◆ **Your goal**
In the listing below, locate the line containing "Objective — for every instance of the black fur collar, mark"; reproduce that line and all lines that follow it, unchanged.

** Start **

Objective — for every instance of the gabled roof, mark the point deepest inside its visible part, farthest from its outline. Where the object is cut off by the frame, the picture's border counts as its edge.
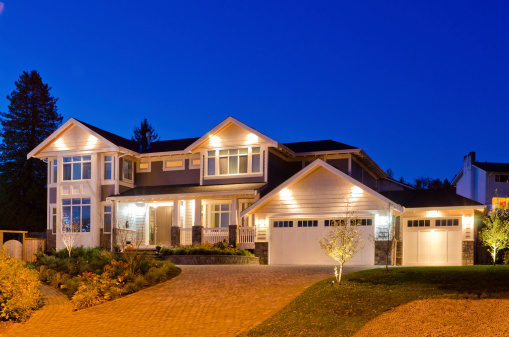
(227, 122)
(307, 170)
(319, 146)
(430, 198)
(190, 189)
(493, 167)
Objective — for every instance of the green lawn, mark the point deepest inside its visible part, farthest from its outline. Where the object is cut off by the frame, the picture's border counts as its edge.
(323, 310)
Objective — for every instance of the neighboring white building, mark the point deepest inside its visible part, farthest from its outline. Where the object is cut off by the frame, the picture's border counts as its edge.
(236, 184)
(486, 183)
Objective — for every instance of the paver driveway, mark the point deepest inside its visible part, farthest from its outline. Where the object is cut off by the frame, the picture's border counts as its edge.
(202, 301)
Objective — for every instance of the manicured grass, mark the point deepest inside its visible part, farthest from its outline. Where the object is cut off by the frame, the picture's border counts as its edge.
(323, 310)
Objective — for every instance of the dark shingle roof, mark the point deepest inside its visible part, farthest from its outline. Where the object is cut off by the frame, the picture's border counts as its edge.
(493, 167)
(428, 198)
(319, 145)
(180, 189)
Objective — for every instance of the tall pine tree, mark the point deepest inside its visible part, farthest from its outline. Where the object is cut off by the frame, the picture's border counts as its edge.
(31, 118)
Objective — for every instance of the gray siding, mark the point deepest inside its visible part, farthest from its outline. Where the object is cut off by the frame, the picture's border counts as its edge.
(106, 191)
(340, 164)
(158, 177)
(53, 195)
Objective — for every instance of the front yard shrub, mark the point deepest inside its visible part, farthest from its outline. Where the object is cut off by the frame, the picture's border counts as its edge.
(93, 276)
(19, 295)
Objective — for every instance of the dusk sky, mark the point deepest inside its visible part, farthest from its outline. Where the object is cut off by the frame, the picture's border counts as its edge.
(416, 84)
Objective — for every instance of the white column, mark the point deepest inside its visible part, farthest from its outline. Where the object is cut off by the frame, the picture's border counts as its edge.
(176, 213)
(197, 212)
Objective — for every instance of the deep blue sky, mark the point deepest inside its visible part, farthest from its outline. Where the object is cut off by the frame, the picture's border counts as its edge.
(416, 84)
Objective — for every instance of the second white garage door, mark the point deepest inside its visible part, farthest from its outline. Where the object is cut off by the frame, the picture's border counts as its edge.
(296, 241)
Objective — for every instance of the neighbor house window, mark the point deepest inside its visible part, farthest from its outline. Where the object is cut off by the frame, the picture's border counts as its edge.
(107, 219)
(76, 215)
(77, 168)
(233, 161)
(108, 167)
(220, 215)
(54, 171)
(128, 170)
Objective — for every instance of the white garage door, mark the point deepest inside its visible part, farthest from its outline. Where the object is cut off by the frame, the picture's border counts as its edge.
(432, 242)
(296, 241)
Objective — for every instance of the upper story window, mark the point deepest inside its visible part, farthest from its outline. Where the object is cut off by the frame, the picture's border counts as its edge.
(234, 161)
(108, 167)
(128, 170)
(77, 168)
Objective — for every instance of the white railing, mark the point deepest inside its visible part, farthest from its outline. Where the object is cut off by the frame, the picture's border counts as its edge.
(214, 235)
(186, 236)
(246, 234)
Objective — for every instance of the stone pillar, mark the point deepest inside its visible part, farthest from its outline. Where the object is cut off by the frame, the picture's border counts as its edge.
(175, 236)
(468, 252)
(262, 252)
(104, 239)
(197, 235)
(51, 240)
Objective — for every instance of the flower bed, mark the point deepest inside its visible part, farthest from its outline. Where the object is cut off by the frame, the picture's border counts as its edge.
(93, 276)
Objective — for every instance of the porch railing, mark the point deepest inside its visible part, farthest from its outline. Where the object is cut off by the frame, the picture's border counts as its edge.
(186, 236)
(215, 235)
(246, 234)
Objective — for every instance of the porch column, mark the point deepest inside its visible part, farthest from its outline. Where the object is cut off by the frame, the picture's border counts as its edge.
(175, 228)
(197, 226)
(232, 229)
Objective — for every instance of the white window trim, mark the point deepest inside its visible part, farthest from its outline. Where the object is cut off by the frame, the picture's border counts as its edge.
(176, 168)
(234, 175)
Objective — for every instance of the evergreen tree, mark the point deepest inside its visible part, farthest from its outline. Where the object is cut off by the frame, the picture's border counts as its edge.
(32, 116)
(141, 133)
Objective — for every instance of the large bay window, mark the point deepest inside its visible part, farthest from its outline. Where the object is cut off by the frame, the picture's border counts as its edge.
(76, 215)
(77, 168)
(234, 161)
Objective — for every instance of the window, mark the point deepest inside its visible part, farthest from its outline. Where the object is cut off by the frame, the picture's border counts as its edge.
(77, 168)
(447, 222)
(128, 170)
(76, 215)
(281, 224)
(170, 165)
(54, 220)
(220, 215)
(54, 171)
(108, 167)
(502, 178)
(194, 163)
(234, 161)
(107, 219)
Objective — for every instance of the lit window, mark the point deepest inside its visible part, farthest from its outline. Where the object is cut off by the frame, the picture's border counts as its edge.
(233, 161)
(108, 167)
(77, 168)
(76, 215)
(128, 170)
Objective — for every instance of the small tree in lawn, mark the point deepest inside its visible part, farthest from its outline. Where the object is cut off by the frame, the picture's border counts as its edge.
(343, 240)
(496, 233)
(69, 232)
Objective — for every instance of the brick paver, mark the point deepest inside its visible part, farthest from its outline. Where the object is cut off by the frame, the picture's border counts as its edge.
(202, 301)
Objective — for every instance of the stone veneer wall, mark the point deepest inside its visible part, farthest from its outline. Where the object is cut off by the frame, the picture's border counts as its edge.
(262, 251)
(468, 253)
(51, 240)
(104, 239)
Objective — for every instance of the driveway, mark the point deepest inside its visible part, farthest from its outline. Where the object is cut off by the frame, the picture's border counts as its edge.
(201, 301)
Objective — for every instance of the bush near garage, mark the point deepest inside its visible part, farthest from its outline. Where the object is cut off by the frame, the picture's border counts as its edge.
(19, 295)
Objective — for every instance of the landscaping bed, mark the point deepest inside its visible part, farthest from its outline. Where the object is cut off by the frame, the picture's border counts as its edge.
(93, 276)
(325, 310)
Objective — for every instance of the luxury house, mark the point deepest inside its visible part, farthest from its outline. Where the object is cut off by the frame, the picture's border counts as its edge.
(237, 184)
(487, 183)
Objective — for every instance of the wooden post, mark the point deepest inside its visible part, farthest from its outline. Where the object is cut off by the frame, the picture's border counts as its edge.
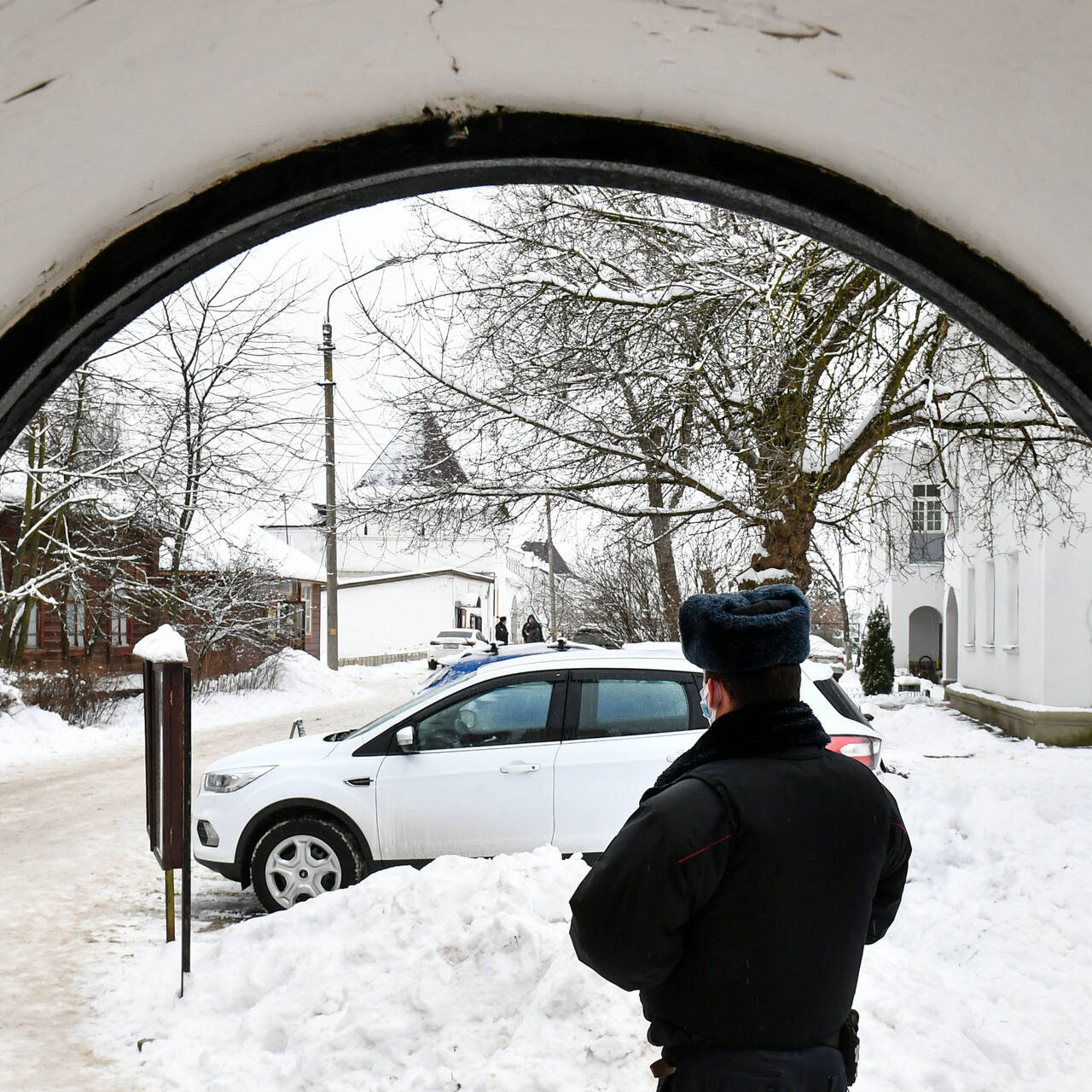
(168, 880)
(167, 771)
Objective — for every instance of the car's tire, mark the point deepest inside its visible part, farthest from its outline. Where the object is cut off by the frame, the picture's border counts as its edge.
(301, 858)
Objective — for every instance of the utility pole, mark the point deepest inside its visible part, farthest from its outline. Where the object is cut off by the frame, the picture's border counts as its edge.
(331, 511)
(331, 522)
(549, 558)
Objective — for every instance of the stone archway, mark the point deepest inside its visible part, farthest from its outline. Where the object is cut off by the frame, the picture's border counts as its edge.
(925, 631)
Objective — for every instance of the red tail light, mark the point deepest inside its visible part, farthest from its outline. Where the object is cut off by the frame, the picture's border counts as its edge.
(865, 749)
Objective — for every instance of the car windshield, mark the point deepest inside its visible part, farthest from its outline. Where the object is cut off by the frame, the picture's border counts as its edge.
(839, 700)
(397, 711)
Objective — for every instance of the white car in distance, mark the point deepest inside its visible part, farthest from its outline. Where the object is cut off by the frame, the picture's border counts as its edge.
(455, 642)
(547, 749)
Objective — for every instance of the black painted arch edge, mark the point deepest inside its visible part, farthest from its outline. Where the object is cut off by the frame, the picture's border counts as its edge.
(143, 265)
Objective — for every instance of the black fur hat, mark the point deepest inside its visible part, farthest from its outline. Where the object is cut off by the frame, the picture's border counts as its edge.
(746, 631)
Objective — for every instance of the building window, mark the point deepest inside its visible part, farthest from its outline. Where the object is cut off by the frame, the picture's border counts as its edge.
(75, 623)
(119, 624)
(1013, 601)
(926, 526)
(990, 601)
(927, 514)
(971, 607)
(32, 632)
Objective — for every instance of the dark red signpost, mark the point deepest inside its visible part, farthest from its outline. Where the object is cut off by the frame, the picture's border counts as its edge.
(167, 761)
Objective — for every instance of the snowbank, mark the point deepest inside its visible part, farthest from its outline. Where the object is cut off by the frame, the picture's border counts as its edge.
(461, 976)
(456, 976)
(32, 737)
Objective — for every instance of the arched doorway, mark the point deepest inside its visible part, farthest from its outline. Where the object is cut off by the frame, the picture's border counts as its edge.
(924, 635)
(951, 636)
(133, 272)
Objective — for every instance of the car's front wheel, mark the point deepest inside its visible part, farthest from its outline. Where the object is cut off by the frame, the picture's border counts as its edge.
(301, 858)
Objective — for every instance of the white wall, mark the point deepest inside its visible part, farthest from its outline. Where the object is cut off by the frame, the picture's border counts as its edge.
(402, 615)
(1041, 650)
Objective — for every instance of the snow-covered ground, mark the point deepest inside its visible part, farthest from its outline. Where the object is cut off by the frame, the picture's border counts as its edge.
(34, 738)
(461, 976)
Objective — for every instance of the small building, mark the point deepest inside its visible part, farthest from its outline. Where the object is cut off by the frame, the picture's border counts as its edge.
(248, 593)
(1002, 608)
(401, 612)
(88, 619)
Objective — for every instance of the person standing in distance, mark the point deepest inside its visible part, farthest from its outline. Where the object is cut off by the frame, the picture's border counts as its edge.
(532, 630)
(738, 897)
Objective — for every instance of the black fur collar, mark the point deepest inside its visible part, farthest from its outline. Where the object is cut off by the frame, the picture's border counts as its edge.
(756, 729)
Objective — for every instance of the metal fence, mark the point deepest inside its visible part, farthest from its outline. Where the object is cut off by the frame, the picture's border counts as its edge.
(385, 658)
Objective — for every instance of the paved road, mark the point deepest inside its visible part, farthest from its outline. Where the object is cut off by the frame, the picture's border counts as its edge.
(77, 874)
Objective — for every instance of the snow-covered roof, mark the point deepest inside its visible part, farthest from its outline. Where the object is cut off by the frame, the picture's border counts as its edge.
(389, 578)
(219, 541)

** End **

◆ **Solution to this exercise**
Objective — for every instance of the black fur collar, mark the point deepest inside its visible part, farthest from its outline. Where the object is cut off by the frame, the picture's border counts as its edge.
(756, 729)
Objective — for every instance of the metal fence, mark the point deepest inside its visible part, farthest from its outline. Where the object is cut off by the frame, the picture's border counts as its edge.
(385, 658)
Objective — for every instance of the paved road, mark the point deepest inside its visible part, farthest from its outline. Where the object is cut off by the frame, the picture's border counts as its edge.
(77, 874)
Objective — for every instance of the snow-covered roof, mark the point deepest inside its visible part, farthest from its outline. Where the object is cut off by the frame, the picture's border counts as its edge.
(389, 578)
(219, 541)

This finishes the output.